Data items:
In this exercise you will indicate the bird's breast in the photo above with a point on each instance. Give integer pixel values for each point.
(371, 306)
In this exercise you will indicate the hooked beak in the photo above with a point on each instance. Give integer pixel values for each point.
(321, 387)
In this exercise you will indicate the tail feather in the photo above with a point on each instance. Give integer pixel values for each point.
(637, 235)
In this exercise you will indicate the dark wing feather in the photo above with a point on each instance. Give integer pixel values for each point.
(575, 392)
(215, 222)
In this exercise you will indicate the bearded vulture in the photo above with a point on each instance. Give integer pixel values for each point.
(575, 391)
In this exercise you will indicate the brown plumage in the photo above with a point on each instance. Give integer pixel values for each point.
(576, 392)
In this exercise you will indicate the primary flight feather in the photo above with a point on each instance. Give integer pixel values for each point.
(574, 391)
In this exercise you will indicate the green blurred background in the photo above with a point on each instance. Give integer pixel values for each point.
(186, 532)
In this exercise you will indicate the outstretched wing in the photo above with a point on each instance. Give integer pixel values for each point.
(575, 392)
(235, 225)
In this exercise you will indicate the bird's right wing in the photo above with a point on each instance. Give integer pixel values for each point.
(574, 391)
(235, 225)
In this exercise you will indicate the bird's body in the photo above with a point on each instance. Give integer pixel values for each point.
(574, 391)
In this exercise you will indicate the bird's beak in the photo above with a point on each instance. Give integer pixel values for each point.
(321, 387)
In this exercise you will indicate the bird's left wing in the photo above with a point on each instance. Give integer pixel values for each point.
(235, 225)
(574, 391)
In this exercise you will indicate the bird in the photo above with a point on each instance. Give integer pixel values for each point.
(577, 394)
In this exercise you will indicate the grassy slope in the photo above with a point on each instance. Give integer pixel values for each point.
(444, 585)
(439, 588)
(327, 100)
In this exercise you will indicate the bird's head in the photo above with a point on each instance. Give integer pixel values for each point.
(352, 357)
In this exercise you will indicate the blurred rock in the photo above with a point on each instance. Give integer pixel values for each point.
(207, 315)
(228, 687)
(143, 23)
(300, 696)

Task instructions =>
Transcribe every record exactly, keeping each line as it is.

Response =>
In this exercise you will indicate the bird's breast in the photo above with a point on each instance. Give integer pixel values for each point.
(371, 306)
In this exercise you will indicate the hooked beak in the photo above with a point on each instance. Give integer pixel values for each point.
(321, 387)
In this exercise you will indicate the tail feather in the photo above with a point on each instance. Give integer pixel values for each point.
(637, 235)
In this exercise you will indicate the dark wing feather in the photo above with a point on each instance. Give integer pixel values for each point.
(575, 392)
(215, 222)
In this exercise you will indicate the bearded vulture in the photo above with a point on each instance. Give integer pixel values for each point.
(575, 391)
In this exercise you will indicate the brown plumage in the photo above with a point on each instance. Give integer pixel values for each point.
(576, 392)
In this exercise you will indicate the primary flight feather in the photo above with a point on each instance. Give integer pixel values for each point.
(574, 391)
In this exercise you will indicate the green blurred background in the photo above with a point on each instance. Give integer pixel values for each point.
(186, 532)
In this exercise you will indicate the outstretched wing in the photo above with a point on each instance. Give integer pixel values for each point.
(575, 392)
(235, 225)
In this exercise you will indicate the bird's right wing in the photo above with a point on each instance. Give integer pixel values for each point.
(574, 391)
(235, 225)
In this exercise you will indicate the bird's body in the photo above with a point on each instance. Give integer pixel values for each point.
(574, 391)
In this exercise you will indicate the bird's beak in the photo above with a point on each instance. Give integer pixel values for each point.
(321, 387)
In this exercise you will indicate the bird's left wing in the photo above with a point on each instance. Give integer pixel values for each point.
(235, 225)
(574, 391)
In this exercise you will indicate the bird in the photo above with a point on each instance. Give integer pixel values for each point.
(577, 394)
In this exercise you will indicate the grassy slope in the photo above with a point on each instance. Give integer pixel values for each point.
(444, 585)
(439, 588)
(327, 100)
In this exercise you will indicate the bird's head in the photo above with a point on each instance. Give integer pixel values for each point.
(352, 357)
In this exercise you will indicate the blurred rock in the photo above with a point on each instance. Give integer pixel values for each point.
(207, 315)
(228, 687)
(143, 23)
(300, 696)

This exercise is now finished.